* _Quoted passage_

9. That leaves two more petitions filed by the petitioner, Petitions Nos. 42 of 1956 and 46 of 1956. These petitions have been argued before us by Shri Umrigar and, on behalf of the petitioner, Shri Umrigar has raised three points before us. He contends that the Import-Export Act does not apply to soda ash and that it is every citizen's right to import and export this commodity without a licence. If that be the true position, confiscation of the two consignments would be illegal, and so, he wants an appropriate writ from the Court against the Central Government. In the alternative, he argues that the legislation which authorises the issue of licences amounts to a delegated legislation and as such is invalid. Again, if legislation is invalid on the ground alleged, confiscation of the two consignments would be invalid and the petitioner would be entitled to a writ. Failing these two contentions, Shri Umrigar argues that the conclusion of the relevant authorities that his client was trafficking in licences is based on no legal evidence and must, therefore, be reversed by this Court and appropriate relief given to him on the basis that the petitioner had obtained licences bona fide for his own personal use and the contrary view taken by the relevant authorities and the Subsequent confiscation of the consignments were illegal and ultra vires. We would now briefly deal with these three points in the order in which they were urged before us by Shri Umrigar.
10. The first argument is based upon the fact that, while enacting The Imports and Exports (Control) Act, 1947, Act No. XVIII of 1947, the provisions contained in r. 84(2) of the Defence of India Rules have not been included in the Act and the contention, which at best may be characterised as ingenious, is that the object of omitting the said provisions while enacting the subsequent Act of 1947 was to release, from the operation of the Import Act, articles which would have fallen under the said omitted provisions. R. 84 of the Defence of India Rules by sub-r. (1) defines export and import. 'Import' means bringing into British India by sea, land or air. 'Export' means taking out of British India by sea, land or air. Then sub-s. (2) provides :
'The Central Government may by a notified order prohibit or restrict the import or export of all goods or goods of any specified description, from or to any specified person or class of persons'.
11. Sub-r. (3) then provides :
'The Central Government may by notified order make provision for prohibiting, restricting or otherwise controlling, in all cases or in specified classes of cases, and subject to such exceptions, if any, as may be made by or under the order, -
(i) the import, export, carriage coastwise or shipment as ships' stores of all goods or goods of any specified description;
(ii) the shipment of fresh water on sea-going vessels;
(iii) the bringing into any port or place in British India of goods of any specified description intended to be taken out of British India without being removed from the ship or conveyance in which they are being carried.'
12. Shri Umrigar contends that the import of soda ash could have been legitimately regulated under the provisions of r. 84, sub-r. (2) but since this sub-rule has not been enacted under Act XVIII of 1947, all regulations made by the Central Government and terms and conditions laid down in regard to the granting of licences are ultra vires of the Act. Act XVIII of 1947 gives substantially the same meaning to the words 'export' and 'import' and the operative portion of the Act is contained in s. 3 which is the same as r. 84, sub-r. (3), of the Defence of India Rules. In order to make his argument plausible, Shri Umrigar seek to put a very narrow, artificial and unreasonable restriction upon s. 3 sub-s. (1)(a) of Act XVIII of 1947. Before dealing with this argument, however, it would be convenient to set out the said section as under :
'3. Powers to prohibit or restrict imports and exports :
(1) The Central Government may, by order published in the official Gazette, make provision for prohibiting, restricting or otherwise controlling, in all cases or in specified classes of cases, and subject to such exceptions, if any, as may be made by or under the order, -
(a) the import, export, carriage coastwise or shipment as ships' stores of goods of any specified description;
(b) the bringing into any port or place in India of goods of any specified description intended to be taken our of India without being removed from the ship or conveyance in which they are being carried.

* _Given instruction 1_
From the judgment excerpt, list each matter that sub-r. (3) of r. 84 of the Defence of India Rules allows the Central Government to prohibit, restrict or otherwise control.

* _Extracted data_
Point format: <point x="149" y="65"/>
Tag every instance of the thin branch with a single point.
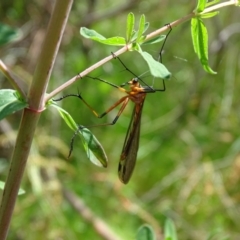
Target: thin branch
<point x="30" y="118"/>
<point x="15" y="81"/>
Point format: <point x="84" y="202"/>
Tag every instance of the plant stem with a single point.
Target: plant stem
<point x="31" y="116"/>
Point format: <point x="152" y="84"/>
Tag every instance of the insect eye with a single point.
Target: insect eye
<point x="135" y="80"/>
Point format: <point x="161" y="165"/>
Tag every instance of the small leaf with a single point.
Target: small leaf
<point x="135" y="33"/>
<point x="65" y="116"/>
<point x="212" y="3"/>
<point x="155" y="40"/>
<point x="157" y="69"/>
<point x="201" y="5"/>
<point x="200" y="42"/>
<point x="8" y="34"/>
<point x="145" y="232"/>
<point x="209" y="15"/>
<point x="88" y="33"/>
<point x="94" y="149"/>
<point x="141" y="28"/>
<point x="20" y="191"/>
<point x="10" y="102"/>
<point x="92" y="34"/>
<point x="92" y="146"/>
<point x="169" y="230"/>
<point x="130" y="26"/>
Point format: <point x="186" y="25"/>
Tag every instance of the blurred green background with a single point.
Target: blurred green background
<point x="188" y="166"/>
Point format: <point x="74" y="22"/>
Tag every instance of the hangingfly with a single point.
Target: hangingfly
<point x="137" y="94"/>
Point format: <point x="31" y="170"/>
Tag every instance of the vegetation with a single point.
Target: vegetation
<point x="185" y="183"/>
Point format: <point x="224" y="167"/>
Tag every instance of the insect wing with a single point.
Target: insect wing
<point x="130" y="148"/>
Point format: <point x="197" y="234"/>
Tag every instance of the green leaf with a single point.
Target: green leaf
<point x="145" y="232"/>
<point x="10" y="102"/>
<point x="94" y="149"/>
<point x="212" y="3"/>
<point x="8" y="34"/>
<point x="130" y="26"/>
<point x="141" y="28"/>
<point x="209" y="15"/>
<point x="92" y="146"/>
<point x="135" y="33"/>
<point x="169" y="230"/>
<point x="201" y="5"/>
<point x="155" y="40"/>
<point x="92" y="34"/>
<point x="200" y="42"/>
<point x="20" y="191"/>
<point x="157" y="69"/>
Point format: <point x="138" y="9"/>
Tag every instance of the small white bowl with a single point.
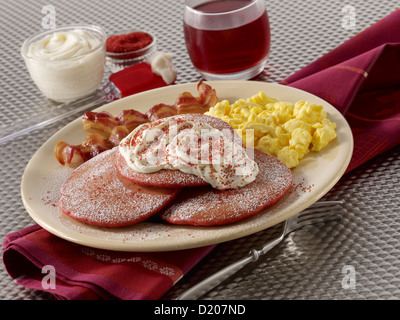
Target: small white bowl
<point x="68" y="78"/>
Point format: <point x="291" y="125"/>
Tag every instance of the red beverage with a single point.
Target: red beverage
<point x="218" y="50"/>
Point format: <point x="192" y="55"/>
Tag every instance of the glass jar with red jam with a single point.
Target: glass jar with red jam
<point x="129" y="47"/>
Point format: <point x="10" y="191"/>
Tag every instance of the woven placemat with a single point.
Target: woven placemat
<point x="306" y="265"/>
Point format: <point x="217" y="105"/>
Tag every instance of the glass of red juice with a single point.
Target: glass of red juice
<point x="227" y="39"/>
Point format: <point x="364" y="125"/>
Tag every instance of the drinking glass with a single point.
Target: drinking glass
<point x="227" y="39"/>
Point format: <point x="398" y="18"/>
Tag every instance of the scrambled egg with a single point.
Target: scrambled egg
<point x="282" y="129"/>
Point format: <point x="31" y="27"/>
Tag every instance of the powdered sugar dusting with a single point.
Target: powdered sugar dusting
<point x="96" y="195"/>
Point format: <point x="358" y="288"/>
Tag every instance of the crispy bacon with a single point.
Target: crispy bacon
<point x="107" y="131"/>
<point x="117" y="134"/>
<point x="69" y="155"/>
<point x="101" y="122"/>
<point x="187" y="103"/>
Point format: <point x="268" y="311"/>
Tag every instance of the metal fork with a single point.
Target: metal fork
<point x="319" y="212"/>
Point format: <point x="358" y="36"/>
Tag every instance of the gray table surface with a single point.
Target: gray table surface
<point x="308" y="264"/>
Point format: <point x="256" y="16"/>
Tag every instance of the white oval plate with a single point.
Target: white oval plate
<point x="315" y="176"/>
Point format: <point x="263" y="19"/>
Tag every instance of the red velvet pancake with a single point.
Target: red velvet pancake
<point x="206" y="206"/>
<point x="174" y="178"/>
<point x="96" y="194"/>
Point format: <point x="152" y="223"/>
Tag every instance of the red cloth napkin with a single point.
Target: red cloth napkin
<point x="39" y="260"/>
<point x="360" y="78"/>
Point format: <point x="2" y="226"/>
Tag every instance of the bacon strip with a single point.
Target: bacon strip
<point x="107" y="131"/>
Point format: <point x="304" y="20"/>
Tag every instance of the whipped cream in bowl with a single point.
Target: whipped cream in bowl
<point x="66" y="63"/>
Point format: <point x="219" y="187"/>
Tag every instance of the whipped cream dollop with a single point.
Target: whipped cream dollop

* _Given instruction 2_
Select every line of the records that contains the word "placemat".

* _Complete output 1_
- The import, export, carriage coastwise or shipment as ships' stores of all goods or goods of any specified description
- The shipment of fresh water on sea-going vessels
- The bringing into any port or place in British India of goods of any specified description intended to be taken out of British India without being removed from the ship or conveyance in which they are being carried

* _Complete output 2_
Tag every instance of the woven placemat with a single point.
Target: woven placemat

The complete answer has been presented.